Tasks:
• A. Using the antivenom article below, say whether each statement agrees with it. Answer yes or no, and quote the exact words that decide it.
(i) Mice that got 95Mat5 twenty minutes after envenoming lived with no signs of neurotoxicity for at least 24 hours.
(ii) The treatment fully neutralized king cobra venom.
(iii) Untreated mice died within one hour.
• B. From the reference list in the antivenom article below, name the first author of every reference dated 2020 or 2021.
• C. Print the part of the antivenom article below from "1. Gutiérrez JM, et" to "J Proteomics. 2021;242:104256.", word for word.

Supplied text:
By peering into the crystal structure, the researchers discovered that 95Mat5 binds to the same region of alpha-bungarotoxin that the toxin uses to attach to nAChR. Laustsen-Kiel said that structural information on toxin recognition can help scientists rationally design the best antibodies for a particular toxin. 

To put their antibody to the test in animals, the researchers preincubated 95Mat5 with alpha-bungarotoxin and injected the cocktail into mice, all of which survived. Although this is the gold-standard assay for testing antivenoms, many snakebite victims wait hours before receiving an antidote. This inspired the researchers to run rescue experiments in which they administered the antivenom 20 minutes—a long time for a mouse—after envenoming with either the full venom of the monocellate cobra or the black mamba. While untreated mice died within three hours, those that received the 95Mat5 antibody lived with no signs of neurotoxicity for at least 24 hours.

“This is one antibody that is neutralizing venomous snakes across continents, which is a very broad spectrum of neutralization which has not been seen before,” said Sunagar. However, he noted that the antibody cocktail still needs some tweaks. While the treatment completely neutralized some snake venoms, it was less effective against king cobra envenoming. The authors hypothesized that this could be due to other alpha-neurotoxins and non-3FTx components present in the king cobra venom.7  Sunagar noted that they still need to discover additional antibodies that can neutralize other lethal ingredients in snake venoms before they can get closer to creating a universal, or at least broad-spectrum, antivenom.

Snakebite envenoming, a neglected tropical disease, disproportionately affects people living in low- and middle-income countries.8 “There is an urgent need to treat this socioeconomic disease,” said Sunagar. Sunagar and his team hope that their framework provides a blueprint for generating other broadly neutralizing antivenom antibodies.

Laustsen-Kiel and his colleagues are using similar methods to develop human antibodies against snake venoms.9,10 Noting the broader implications of these efforts towards antibody-based therapies, Laustsen-Kiel said, “Snakebite is a fantastic playing ground for scientists to help solve an important mission, but at the same time, develop new methods and knowledge that can be applied broadly in drug development and lead to better therapies for envenomings, poisonings, infectious diseases, and maybe even other things.”

References

  1. Gutiérrez JM, et al. Snakebite envenoming. Nat Rev Dis Primers. 2017;3:17063. 
  2. Khalek IS, et al. Synthetic development of a broadly neutralizing antibody against snake venom long-chain α-neurotoxins. Sci Transl Med. 2024;16(735):eadk1867.
  3. León G, et al. Current technology for the industrial manufacture of snake antivenoms. Toxicon. 2018;151:63-73.
  4. Casewell NR, et al. Causes and consequences of snake venom variation. Trends Pharmacol Sci. 2020;41(8):570-581.
  5. Rashmi U, et al. Remarkable intrapopulation venom variability in the monocellate cobra (Naja kaouthia) unveils neglected aspects of India’s snakebite problem. J Proteomics. 2021;242:104256.
  6. Nirthanan S. Snake three-finger α-neurotoxins and nicotinic acetylcholine receptors: Molecules, mechanisms and medicine. Biochem Pharmacol. 2020;181:114168. 
  7. Jaglan A, et al. The royal armoury: Venomics and antivenomics of king cobra (Ophiophagus hannah) from the Indian Western Ghats. Int J Biol Macromol. 2023;252(Pt 2):126708.
  8. Bhaumik S, et al. Mitigating the chronic burden of snakebite: Turning the tide for survivors. Lancet. 2021;398(10309):1389-1390.
  9. Ledsgaard L, et al. Discovery and optimization of a broadly-neutralizing human monoclonal antibody against long-chain α-neurotoxins from snakes. Nat Commun. 2023;14(1):682.
  10. Laustsen AH. Recombinant snake antivenoms get closer to the clinic. Trends Immunol. 2024;45(4):225-227.

Information shown:

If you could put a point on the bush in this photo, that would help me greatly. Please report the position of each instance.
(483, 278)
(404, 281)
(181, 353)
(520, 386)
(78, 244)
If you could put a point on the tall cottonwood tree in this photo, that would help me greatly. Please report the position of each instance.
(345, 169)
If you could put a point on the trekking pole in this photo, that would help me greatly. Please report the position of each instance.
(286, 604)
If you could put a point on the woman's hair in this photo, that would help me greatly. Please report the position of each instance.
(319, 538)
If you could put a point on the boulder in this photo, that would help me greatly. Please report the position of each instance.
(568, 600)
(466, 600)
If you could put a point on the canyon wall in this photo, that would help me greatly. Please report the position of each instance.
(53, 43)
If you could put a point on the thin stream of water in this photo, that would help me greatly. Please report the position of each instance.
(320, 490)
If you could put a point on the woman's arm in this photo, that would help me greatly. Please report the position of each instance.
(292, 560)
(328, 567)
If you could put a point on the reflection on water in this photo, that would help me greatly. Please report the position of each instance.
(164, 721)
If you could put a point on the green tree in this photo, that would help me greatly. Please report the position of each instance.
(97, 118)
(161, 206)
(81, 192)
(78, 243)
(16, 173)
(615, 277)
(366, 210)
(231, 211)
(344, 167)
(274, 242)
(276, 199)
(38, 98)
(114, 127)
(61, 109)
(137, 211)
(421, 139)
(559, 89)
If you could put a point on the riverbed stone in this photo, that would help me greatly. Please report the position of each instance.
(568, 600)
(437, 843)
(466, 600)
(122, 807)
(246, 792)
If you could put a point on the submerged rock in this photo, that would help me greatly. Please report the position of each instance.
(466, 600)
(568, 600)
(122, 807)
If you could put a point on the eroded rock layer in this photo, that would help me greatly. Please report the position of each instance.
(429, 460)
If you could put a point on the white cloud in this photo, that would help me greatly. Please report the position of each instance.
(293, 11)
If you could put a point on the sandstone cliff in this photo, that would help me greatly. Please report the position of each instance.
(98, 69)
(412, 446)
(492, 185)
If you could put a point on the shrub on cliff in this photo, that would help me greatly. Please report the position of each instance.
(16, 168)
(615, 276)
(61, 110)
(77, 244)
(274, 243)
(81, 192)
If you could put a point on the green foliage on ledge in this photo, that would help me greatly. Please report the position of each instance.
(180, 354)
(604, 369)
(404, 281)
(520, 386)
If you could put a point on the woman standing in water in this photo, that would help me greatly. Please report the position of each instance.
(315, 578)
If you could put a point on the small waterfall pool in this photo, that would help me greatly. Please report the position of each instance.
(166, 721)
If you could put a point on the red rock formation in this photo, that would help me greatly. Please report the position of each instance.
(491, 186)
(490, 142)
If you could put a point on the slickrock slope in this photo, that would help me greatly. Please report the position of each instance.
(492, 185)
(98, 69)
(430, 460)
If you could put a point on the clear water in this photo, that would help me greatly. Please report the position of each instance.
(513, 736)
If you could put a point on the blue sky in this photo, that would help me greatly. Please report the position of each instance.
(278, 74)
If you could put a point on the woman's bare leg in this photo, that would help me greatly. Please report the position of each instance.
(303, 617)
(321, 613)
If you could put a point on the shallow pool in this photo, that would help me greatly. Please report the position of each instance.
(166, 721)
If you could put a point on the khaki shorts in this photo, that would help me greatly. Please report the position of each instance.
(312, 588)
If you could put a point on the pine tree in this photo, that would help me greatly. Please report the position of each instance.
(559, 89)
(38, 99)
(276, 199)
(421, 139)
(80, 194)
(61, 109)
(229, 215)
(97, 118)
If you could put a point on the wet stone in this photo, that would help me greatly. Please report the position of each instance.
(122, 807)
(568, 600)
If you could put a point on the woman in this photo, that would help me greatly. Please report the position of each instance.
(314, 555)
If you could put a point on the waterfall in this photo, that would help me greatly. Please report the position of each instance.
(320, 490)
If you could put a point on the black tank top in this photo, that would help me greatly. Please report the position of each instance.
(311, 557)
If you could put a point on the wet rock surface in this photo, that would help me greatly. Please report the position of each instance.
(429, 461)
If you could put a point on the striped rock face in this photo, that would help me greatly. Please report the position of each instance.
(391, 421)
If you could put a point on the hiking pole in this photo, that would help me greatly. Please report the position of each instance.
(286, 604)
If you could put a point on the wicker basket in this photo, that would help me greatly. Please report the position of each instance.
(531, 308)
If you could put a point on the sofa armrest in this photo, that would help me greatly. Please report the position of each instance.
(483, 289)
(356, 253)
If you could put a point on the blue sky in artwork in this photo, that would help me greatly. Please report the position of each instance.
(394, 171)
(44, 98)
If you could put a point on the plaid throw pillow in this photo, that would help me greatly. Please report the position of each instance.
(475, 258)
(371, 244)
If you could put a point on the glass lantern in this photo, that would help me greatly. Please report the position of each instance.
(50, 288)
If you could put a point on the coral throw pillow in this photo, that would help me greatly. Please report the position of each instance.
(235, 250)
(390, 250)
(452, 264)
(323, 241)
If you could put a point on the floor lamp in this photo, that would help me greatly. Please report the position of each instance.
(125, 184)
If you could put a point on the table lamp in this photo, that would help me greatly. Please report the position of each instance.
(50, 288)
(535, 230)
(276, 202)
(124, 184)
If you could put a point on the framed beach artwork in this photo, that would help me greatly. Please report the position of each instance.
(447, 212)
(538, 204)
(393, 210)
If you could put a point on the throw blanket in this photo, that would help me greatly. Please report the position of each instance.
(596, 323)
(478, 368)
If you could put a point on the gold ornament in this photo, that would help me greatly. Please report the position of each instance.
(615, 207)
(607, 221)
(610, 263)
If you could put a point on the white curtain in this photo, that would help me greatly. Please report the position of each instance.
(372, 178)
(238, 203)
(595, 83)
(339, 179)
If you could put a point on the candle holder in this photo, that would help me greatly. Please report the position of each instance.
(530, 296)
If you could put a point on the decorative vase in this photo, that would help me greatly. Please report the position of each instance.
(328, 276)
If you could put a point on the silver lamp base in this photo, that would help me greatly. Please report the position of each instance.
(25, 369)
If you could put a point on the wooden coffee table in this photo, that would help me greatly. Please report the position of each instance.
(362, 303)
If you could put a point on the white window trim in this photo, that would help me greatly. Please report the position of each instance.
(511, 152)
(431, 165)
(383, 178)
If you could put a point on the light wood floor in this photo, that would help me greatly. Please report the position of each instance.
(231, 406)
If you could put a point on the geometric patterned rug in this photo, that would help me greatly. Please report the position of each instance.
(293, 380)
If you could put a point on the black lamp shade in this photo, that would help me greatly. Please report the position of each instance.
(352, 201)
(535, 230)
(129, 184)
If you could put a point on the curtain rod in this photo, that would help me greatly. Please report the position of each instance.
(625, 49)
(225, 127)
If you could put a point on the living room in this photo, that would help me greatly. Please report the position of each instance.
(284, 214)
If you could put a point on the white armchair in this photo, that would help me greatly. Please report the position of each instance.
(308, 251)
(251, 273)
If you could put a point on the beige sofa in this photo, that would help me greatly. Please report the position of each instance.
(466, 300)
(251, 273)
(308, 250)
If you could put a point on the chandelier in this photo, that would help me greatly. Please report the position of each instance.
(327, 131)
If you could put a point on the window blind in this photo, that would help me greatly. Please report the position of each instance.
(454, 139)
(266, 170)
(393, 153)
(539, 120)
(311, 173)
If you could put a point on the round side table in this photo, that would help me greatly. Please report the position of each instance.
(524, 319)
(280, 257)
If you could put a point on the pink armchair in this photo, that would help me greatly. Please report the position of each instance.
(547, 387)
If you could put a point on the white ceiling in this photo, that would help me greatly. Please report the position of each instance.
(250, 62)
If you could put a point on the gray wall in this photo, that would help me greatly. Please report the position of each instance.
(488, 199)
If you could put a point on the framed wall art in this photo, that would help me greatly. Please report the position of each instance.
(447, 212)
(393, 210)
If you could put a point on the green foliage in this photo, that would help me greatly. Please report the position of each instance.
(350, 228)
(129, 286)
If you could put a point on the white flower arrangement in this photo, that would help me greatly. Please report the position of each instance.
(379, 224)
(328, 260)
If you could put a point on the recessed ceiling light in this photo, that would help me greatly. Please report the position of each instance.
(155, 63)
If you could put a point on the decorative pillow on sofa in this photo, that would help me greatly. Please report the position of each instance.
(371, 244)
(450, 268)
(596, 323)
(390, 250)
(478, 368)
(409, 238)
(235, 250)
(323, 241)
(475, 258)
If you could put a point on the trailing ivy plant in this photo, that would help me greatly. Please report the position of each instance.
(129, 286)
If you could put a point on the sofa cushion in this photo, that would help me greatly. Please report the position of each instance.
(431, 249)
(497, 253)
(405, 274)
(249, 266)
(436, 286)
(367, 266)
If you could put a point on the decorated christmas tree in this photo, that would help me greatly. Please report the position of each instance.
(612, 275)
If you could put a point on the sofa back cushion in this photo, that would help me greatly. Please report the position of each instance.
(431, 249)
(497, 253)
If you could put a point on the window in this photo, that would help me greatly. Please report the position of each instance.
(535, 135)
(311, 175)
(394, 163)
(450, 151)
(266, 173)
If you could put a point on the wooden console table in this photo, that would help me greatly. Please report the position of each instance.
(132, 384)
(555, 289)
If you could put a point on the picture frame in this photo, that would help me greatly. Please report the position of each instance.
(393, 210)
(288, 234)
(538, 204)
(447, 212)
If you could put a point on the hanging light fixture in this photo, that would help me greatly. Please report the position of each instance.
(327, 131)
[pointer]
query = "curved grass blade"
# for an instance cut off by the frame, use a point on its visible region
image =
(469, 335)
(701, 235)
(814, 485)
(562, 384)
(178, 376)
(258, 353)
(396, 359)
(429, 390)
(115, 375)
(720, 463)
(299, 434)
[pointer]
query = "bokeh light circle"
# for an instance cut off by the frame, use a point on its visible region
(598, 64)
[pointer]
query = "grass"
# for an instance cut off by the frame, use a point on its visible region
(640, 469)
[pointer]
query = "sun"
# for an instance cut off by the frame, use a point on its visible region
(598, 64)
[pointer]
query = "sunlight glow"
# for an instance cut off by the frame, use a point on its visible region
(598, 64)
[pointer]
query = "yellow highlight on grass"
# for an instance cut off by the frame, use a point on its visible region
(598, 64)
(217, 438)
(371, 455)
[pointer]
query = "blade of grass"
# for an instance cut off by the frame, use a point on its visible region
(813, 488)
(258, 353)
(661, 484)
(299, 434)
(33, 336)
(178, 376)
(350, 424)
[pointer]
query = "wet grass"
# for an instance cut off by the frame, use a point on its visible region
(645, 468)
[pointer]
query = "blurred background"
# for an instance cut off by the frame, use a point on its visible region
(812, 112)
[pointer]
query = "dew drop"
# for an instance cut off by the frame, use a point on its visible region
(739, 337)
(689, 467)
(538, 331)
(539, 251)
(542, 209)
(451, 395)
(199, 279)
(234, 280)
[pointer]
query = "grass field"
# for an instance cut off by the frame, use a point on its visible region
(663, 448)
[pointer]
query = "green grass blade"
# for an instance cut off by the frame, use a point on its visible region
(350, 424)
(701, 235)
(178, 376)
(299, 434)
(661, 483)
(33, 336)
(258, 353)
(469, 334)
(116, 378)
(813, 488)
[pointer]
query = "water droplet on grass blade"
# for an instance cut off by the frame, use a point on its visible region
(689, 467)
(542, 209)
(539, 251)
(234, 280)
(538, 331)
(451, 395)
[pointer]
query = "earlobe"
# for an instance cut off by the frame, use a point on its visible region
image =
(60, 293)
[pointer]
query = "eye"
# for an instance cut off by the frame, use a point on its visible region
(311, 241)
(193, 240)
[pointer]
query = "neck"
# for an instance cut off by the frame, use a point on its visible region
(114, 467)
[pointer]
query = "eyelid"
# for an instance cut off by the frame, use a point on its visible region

Answers by task:
• A.
(i) Yes: "those that received the 95Mat5 antibody lived with no signs of neurotoxicity for at least 24 hours."
(ii) No: "it was less effective against king cobra envenoming."
(iii) No: "untreated mice died within three hours"

• B.
Casewell NR (2020)
Rashmi U (2021)
Nirthanan S (2020)
Bhaumik S (2021)

• C.
1. Gutiérrez JM, et al. Snakebite envenoming. Nat Rev Dis Primers. 2017;3:17063. 
  2. Khalek IS, et al. Synthetic development of a broadly neutralizing antibody against snake venom long-chain α-neurotoxins. Sci Transl Med. 2024;16(735):eadk1867.
  3. León G, et al. Current technology for the industrial manufacture of snake antivenoms. Toxicon. 2018;151:63-73.
  4. Casewell NR, et al. Causes and consequences of snake venom variation. Trends Pharmacol Sci. 2020;41(8):570-581.
  5. Rashmi U, et al. Remarkable intrapopulation venom variability in the monocellate cobra (Naja kaouthia) unveils neglected aspects of India’s snakebite problem. J Proteomics. 2021;242:104256.